(Material for this task):
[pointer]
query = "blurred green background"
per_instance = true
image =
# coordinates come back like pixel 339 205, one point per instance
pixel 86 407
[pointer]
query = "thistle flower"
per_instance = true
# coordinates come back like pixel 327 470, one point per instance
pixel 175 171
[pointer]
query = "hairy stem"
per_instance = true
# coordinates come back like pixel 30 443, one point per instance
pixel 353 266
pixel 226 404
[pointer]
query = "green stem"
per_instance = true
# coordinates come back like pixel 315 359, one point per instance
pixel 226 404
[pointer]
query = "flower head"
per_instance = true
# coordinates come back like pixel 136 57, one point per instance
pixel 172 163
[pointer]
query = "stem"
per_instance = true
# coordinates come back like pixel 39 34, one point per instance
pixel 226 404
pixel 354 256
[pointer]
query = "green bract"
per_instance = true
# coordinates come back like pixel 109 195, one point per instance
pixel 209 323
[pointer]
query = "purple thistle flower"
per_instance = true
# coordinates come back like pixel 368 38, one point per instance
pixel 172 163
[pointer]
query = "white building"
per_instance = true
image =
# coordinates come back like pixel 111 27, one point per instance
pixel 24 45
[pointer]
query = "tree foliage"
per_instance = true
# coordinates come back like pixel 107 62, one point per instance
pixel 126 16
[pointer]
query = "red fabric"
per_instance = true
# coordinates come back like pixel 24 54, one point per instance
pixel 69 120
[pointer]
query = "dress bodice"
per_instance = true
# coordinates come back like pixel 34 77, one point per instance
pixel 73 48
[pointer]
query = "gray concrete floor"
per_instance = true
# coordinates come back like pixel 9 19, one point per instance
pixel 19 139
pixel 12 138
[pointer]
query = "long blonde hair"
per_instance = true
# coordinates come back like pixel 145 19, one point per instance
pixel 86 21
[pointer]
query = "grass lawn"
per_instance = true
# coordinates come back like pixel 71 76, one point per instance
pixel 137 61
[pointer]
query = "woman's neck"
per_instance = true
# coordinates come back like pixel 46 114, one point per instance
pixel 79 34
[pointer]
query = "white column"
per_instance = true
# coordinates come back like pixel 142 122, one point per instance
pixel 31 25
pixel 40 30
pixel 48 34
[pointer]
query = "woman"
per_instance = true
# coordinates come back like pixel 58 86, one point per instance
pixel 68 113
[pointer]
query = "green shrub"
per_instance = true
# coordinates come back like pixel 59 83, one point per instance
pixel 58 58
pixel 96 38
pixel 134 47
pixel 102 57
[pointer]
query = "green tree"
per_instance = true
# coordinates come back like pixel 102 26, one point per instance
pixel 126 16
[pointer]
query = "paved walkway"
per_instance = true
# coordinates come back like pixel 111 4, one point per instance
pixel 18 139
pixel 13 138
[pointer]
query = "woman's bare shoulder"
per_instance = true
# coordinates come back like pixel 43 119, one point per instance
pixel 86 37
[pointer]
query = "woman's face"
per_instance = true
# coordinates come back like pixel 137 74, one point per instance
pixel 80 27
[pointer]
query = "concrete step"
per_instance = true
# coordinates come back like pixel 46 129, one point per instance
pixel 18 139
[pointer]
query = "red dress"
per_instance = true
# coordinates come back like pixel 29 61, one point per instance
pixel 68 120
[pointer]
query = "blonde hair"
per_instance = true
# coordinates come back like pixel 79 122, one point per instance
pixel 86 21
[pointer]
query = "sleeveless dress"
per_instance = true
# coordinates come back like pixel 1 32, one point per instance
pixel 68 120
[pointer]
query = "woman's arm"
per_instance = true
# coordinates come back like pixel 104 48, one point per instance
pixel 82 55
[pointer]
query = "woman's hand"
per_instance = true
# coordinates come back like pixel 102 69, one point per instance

(What the task requires):
Give a single number: the count of lines above that include the word "green".

(Answer):
5